Activity » Your answer should be the entire listing, printed exactly.

Material supplied »
*** Begin section ***

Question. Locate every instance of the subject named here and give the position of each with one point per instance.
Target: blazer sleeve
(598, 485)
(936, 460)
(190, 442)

*** End section ***

Solution to this problem »
Question. Locate every instance of the subject named here and give the position of each with one point per instance.
Target: blazer sleeve
(598, 485)
(936, 460)
(190, 442)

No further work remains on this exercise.